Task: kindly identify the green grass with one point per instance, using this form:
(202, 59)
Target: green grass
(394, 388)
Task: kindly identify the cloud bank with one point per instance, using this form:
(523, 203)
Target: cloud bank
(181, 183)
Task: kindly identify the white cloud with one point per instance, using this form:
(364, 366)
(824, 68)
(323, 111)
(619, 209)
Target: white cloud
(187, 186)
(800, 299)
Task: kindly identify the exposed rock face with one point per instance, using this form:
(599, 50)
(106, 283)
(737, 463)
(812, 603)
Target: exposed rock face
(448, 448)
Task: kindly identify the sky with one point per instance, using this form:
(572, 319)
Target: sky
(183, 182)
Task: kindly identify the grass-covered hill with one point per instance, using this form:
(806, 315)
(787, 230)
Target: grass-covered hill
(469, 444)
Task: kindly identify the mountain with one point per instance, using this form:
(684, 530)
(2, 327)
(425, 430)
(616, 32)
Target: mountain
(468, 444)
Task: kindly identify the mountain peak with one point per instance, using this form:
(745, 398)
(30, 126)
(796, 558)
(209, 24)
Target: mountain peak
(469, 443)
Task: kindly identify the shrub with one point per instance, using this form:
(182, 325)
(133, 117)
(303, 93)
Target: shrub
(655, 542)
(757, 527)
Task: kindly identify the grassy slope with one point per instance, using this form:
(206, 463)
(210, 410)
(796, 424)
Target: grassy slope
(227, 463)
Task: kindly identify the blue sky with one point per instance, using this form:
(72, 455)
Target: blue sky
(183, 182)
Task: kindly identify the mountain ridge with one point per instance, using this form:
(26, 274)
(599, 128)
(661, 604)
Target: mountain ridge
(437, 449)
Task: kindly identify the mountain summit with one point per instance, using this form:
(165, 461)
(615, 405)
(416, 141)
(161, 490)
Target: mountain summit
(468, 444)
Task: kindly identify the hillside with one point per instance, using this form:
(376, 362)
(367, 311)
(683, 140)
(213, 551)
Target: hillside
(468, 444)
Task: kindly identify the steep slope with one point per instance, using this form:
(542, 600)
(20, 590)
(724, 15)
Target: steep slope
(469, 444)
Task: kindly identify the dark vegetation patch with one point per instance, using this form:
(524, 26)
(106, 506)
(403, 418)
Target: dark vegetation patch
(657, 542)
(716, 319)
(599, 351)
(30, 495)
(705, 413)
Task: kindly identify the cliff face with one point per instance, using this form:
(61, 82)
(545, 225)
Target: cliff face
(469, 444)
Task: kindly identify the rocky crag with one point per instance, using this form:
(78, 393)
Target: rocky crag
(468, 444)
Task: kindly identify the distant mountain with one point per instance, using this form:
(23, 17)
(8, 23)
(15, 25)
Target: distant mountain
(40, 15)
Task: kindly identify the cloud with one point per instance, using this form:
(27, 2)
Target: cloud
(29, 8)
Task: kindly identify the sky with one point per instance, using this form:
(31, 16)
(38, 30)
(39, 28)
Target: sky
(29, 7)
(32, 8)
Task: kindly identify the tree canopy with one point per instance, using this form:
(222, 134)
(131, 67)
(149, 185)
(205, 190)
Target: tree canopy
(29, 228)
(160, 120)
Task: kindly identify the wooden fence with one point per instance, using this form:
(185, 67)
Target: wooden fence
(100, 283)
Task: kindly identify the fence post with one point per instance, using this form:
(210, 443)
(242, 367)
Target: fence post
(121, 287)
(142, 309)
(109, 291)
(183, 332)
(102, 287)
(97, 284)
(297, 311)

CONSIGNA ->
Vuelve a escribir todas las filas anteriores sin cambiar nada.

SOLUCIÓN ->
Task: kindly identify the green grass with one point per instance, using this form:
(202, 59)
Target: green grass
(394, 388)
Task: kindly identify the cloud bank with one point per instance, using this form:
(523, 203)
Target: cloud bank
(181, 183)
Task: kindly identify the white cloud with one point per instance, using this form:
(364, 366)
(824, 68)
(323, 111)
(619, 209)
Target: white cloud
(187, 186)
(800, 299)
Task: kindly identify the exposed rock face with one point per instance, using this form:
(599, 50)
(106, 283)
(737, 463)
(812, 603)
Target: exposed rock face
(448, 448)
Task: kindly identify the sky with one point per instance, using this form:
(572, 319)
Target: sky
(183, 182)
Task: kindly identify the grass-covered hill with one point per instance, using this form:
(806, 315)
(787, 230)
Target: grass-covered hill
(469, 444)
Task: kindly identify the mountain with one point per instance, using this form:
(684, 530)
(2, 327)
(425, 430)
(616, 32)
Target: mountain
(468, 444)
Task: kindly identify the mountain peak with one point per instance, using this form:
(745, 398)
(30, 126)
(796, 558)
(209, 24)
Target: mountain peak
(469, 443)
Task: kindly identify the shrub with one point per instance, using this form:
(182, 325)
(133, 117)
(303, 93)
Target: shrub
(655, 542)
(757, 527)
Task: kindly identify the grassy slope with one point per instance, using this form:
(206, 463)
(210, 410)
(796, 424)
Target: grassy slope
(227, 463)
Task: kindly identify the blue sky with one point per instance, using this form:
(72, 455)
Target: blue sky
(183, 182)
Task: kindly identify the mountain ridge with one point per instance, using this form:
(26, 274)
(599, 128)
(661, 604)
Target: mountain ridge
(437, 449)
Task: kindly identify the mountain summit with one point per instance, using this form:
(165, 461)
(615, 405)
(416, 141)
(161, 490)
Target: mountain summit
(468, 444)
Task: kindly identify the hillside with one point per instance, using this form:
(376, 362)
(367, 311)
(683, 140)
(213, 551)
Target: hillside
(468, 444)
Task: kindly identify the steep slope with one point per instance, using this form:
(542, 600)
(20, 590)
(724, 15)
Target: steep slope
(469, 444)
Task: kindly identify the dark vegetation patch with one point per instance, using this form:
(524, 26)
(106, 506)
(403, 418)
Target: dark vegetation patch
(657, 542)
(716, 319)
(599, 351)
(30, 495)
(705, 413)
Task: kindly identify the cliff face with one point per instance, using this form:
(61, 82)
(545, 225)
Target: cliff face
(469, 444)
Task: kindly identify the rocky crag with one point per instance, using this form:
(78, 393)
Target: rocky crag
(468, 444)
Task: kindly identify the distant mountain with one point per instance, using this form:
(23, 17)
(8, 23)
(15, 25)
Target: distant mountain
(40, 15)
Task: kindly identify the cloud with one point per instance, using this form:
(27, 2)
Target: cloud
(29, 8)
Task: kindly identify the sky with one point per instance, using this form:
(31, 16)
(38, 30)
(39, 28)
Target: sky
(29, 7)
(32, 8)
Task: kindly identify the tree canopy with one point per instance, using this form:
(222, 134)
(131, 67)
(149, 185)
(205, 190)
Target: tree canopy
(29, 228)
(160, 120)
Task: kindly identify the wooden fence with one point per instance, using this form:
(185, 67)
Target: wooden fence
(100, 283)
Task: kindly identify the fence post with one point per instance, using this form:
(210, 443)
(242, 367)
Target: fence post
(121, 287)
(142, 309)
(109, 291)
(183, 332)
(102, 287)
(97, 284)
(297, 311)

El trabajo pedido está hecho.